Extracted information below:

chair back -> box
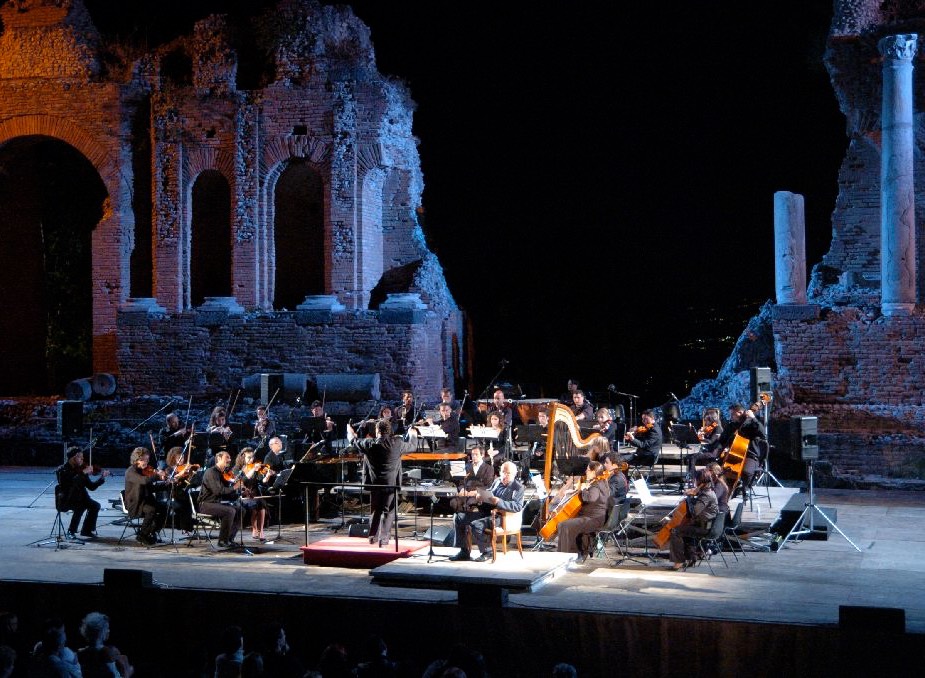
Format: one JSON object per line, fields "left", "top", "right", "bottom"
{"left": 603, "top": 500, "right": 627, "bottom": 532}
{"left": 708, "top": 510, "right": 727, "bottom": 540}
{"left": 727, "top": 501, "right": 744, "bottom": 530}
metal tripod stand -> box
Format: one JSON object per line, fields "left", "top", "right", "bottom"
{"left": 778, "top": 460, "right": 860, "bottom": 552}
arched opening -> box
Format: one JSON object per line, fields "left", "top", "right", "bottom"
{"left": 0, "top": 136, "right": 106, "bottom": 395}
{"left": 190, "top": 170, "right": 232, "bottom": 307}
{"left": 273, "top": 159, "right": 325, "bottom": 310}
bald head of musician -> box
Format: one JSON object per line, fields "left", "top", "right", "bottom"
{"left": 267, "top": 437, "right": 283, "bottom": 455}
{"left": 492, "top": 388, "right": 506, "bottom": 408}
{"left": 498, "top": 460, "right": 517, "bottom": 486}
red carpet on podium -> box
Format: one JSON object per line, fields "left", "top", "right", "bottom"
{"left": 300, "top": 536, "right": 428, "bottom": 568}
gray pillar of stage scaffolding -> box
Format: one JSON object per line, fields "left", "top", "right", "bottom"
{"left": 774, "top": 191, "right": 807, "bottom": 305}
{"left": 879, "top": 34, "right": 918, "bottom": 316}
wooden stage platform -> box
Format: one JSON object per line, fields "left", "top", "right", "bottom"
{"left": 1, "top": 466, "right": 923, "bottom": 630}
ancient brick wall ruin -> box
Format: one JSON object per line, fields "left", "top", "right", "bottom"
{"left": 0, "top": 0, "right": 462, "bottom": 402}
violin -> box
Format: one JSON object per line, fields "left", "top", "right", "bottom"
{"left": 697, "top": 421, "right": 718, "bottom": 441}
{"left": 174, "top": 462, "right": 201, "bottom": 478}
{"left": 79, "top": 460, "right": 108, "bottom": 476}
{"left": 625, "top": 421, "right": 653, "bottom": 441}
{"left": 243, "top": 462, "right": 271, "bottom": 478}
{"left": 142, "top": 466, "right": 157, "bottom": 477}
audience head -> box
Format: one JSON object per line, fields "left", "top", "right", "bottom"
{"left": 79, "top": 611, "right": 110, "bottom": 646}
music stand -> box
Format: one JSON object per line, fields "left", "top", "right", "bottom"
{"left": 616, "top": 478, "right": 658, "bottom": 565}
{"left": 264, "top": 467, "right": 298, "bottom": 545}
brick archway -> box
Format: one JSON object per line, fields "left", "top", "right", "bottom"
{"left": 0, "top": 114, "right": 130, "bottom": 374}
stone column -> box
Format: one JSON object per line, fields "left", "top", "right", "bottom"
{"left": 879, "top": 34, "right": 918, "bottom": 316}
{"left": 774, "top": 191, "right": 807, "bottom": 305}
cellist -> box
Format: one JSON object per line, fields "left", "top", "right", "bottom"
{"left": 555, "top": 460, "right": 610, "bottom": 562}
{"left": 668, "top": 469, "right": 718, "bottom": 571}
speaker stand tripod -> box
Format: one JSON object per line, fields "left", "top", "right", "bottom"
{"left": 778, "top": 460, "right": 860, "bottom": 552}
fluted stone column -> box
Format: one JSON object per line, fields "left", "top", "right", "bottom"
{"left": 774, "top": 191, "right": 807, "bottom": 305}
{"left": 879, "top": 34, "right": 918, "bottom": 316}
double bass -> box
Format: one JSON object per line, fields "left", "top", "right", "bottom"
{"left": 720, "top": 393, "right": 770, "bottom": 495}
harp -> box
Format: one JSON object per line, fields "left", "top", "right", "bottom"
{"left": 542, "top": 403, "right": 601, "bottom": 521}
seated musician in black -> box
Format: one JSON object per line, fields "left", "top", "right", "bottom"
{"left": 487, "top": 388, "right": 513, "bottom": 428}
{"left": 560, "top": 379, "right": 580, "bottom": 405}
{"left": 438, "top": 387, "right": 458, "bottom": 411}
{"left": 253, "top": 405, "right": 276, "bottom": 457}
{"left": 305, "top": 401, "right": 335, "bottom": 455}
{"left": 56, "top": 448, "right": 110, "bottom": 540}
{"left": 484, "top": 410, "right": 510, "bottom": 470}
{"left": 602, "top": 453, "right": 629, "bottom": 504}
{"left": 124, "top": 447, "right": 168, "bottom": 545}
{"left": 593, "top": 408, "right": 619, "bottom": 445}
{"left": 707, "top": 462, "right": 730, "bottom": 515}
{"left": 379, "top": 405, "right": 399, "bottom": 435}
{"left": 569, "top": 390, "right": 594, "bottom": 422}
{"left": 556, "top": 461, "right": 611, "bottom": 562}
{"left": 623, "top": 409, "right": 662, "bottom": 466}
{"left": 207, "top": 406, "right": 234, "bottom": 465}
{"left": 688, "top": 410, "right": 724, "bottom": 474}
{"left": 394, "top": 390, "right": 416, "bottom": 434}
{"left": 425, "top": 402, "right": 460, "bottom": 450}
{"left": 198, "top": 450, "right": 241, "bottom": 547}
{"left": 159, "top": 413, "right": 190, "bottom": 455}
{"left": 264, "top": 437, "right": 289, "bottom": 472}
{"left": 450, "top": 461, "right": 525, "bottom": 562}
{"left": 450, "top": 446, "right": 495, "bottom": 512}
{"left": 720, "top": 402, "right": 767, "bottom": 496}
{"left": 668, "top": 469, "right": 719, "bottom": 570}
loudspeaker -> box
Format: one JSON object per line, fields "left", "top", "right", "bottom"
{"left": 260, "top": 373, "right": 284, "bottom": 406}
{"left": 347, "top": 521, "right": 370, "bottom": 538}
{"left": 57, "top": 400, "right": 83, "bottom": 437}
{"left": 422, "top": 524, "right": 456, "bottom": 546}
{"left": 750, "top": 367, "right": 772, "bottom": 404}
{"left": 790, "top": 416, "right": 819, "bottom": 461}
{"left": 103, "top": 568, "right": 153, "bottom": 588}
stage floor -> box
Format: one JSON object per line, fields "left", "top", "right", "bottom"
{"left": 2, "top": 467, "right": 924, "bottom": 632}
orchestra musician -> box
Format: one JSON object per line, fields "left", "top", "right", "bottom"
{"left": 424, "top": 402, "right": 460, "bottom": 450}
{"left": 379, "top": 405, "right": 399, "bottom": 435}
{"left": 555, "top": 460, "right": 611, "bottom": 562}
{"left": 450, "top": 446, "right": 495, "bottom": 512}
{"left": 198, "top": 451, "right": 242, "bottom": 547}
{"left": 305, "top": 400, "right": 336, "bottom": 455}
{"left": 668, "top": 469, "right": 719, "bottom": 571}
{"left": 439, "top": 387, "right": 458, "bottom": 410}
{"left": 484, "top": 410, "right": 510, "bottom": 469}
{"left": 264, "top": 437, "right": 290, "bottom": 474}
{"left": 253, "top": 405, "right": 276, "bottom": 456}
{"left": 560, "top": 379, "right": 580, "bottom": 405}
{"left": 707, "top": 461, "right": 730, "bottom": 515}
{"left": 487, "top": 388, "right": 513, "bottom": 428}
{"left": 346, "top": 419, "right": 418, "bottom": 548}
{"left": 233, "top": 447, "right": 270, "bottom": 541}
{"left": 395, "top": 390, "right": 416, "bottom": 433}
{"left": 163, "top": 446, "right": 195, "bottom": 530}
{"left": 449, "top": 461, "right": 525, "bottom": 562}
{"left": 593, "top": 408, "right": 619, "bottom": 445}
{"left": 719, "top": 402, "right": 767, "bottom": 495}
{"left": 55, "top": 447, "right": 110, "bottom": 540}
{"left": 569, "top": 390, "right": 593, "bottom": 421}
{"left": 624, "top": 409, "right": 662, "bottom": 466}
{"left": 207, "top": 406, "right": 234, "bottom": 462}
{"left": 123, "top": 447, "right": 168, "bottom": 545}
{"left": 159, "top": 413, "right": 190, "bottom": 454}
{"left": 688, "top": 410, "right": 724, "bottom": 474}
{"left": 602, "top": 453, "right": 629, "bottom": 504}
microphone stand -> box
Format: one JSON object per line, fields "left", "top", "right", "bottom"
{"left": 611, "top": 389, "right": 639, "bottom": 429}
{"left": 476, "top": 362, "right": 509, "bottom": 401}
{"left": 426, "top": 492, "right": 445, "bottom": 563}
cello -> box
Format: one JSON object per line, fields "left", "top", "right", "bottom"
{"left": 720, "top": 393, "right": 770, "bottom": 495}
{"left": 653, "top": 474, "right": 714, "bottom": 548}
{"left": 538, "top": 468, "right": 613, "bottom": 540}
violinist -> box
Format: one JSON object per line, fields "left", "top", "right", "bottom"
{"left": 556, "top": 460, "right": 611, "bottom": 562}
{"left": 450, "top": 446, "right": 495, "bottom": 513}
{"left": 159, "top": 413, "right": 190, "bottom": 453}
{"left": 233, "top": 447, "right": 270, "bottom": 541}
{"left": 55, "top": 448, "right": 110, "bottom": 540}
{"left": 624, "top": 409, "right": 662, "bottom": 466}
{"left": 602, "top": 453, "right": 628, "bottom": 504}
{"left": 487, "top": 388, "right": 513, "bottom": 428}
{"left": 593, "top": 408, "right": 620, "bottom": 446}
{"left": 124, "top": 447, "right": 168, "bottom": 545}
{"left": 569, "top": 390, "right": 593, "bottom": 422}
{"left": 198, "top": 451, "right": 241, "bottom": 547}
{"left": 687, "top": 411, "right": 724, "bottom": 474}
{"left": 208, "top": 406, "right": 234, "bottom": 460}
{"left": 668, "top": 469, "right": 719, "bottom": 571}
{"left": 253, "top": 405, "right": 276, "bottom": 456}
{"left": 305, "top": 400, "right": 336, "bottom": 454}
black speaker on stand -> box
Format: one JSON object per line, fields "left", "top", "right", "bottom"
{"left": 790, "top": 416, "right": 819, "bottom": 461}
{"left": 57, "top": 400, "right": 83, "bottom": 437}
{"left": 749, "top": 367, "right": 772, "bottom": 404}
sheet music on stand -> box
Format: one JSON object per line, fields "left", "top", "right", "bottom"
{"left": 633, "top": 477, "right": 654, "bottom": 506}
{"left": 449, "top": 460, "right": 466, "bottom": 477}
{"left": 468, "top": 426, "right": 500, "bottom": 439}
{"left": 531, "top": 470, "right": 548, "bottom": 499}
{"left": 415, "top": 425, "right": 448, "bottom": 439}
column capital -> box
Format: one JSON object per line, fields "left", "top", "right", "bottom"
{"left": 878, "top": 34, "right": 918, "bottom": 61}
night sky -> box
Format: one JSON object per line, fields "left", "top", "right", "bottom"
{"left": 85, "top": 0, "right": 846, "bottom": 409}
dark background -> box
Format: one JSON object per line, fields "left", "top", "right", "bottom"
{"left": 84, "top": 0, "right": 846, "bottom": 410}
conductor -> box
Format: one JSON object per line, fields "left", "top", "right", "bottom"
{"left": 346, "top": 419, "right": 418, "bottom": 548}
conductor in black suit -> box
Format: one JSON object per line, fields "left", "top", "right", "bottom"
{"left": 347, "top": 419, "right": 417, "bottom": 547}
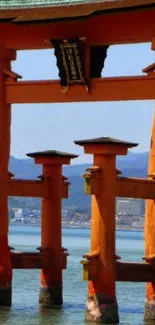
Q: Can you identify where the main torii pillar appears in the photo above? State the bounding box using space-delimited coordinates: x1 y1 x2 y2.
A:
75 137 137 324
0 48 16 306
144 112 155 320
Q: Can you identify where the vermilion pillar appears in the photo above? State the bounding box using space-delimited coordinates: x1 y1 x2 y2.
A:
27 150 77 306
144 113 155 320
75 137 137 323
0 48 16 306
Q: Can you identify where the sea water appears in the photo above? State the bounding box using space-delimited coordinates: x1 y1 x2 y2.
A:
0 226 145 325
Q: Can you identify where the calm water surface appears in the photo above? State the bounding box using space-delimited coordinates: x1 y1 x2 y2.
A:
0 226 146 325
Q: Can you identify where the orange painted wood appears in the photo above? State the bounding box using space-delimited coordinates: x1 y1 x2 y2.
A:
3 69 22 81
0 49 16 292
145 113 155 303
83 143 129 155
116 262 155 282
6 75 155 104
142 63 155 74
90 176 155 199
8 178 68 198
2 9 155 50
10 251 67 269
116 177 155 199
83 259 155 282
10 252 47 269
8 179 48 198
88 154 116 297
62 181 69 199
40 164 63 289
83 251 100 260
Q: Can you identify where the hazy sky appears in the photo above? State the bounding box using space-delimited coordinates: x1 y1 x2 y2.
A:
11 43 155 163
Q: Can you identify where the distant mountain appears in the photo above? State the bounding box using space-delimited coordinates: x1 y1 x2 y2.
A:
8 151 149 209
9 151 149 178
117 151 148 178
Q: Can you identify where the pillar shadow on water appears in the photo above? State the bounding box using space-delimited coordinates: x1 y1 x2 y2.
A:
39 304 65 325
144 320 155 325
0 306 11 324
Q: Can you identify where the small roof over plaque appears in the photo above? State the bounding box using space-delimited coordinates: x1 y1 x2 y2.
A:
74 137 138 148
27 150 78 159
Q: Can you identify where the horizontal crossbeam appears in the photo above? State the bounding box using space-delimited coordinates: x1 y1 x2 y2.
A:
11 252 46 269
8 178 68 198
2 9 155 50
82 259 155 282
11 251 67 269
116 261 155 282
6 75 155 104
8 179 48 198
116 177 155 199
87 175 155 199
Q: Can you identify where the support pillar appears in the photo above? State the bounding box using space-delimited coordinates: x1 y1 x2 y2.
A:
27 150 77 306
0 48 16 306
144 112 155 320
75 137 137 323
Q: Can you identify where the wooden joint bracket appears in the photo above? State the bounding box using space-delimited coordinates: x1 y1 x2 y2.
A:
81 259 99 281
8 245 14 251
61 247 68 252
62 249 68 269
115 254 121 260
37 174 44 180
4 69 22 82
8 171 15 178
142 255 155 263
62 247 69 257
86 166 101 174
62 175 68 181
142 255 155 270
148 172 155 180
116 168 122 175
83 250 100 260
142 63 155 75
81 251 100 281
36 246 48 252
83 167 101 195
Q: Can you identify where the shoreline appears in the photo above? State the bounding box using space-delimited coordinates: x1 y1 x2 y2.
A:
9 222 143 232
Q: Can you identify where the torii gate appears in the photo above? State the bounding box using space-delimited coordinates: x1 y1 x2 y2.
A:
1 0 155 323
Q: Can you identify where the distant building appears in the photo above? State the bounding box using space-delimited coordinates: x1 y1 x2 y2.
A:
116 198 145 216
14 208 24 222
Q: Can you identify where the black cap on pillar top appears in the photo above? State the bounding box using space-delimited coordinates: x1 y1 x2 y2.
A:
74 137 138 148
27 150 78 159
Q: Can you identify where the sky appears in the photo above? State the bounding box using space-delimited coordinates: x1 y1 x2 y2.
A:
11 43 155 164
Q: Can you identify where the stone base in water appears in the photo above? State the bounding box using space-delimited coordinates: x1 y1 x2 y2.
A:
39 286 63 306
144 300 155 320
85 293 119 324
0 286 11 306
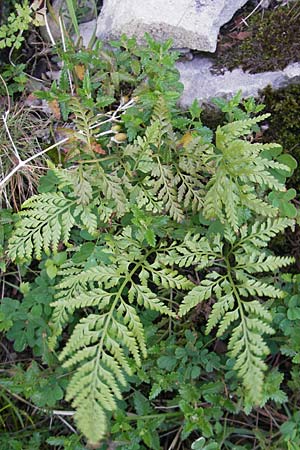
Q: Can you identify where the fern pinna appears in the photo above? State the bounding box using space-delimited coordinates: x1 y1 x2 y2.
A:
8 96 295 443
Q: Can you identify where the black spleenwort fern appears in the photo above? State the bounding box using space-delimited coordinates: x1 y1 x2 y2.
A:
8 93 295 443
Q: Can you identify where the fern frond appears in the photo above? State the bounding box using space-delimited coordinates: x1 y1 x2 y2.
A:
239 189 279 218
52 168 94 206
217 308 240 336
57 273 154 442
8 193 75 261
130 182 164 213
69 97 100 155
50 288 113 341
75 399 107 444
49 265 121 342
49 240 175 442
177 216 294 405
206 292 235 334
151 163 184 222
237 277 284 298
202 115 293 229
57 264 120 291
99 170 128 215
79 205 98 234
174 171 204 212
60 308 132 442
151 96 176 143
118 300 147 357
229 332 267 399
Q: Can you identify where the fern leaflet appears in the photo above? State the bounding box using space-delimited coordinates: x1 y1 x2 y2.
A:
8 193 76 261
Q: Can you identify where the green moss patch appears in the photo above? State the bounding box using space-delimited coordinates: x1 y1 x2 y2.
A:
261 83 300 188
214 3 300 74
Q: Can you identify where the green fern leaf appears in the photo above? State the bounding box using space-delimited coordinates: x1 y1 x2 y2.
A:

End of Extracted information.

**What the exercise asks**
Each line of the records that holds the word "musician" should be copied out.

**Exercise answer**
bald head of musician -> box
seated musician in black -> box
orchestra musician -> box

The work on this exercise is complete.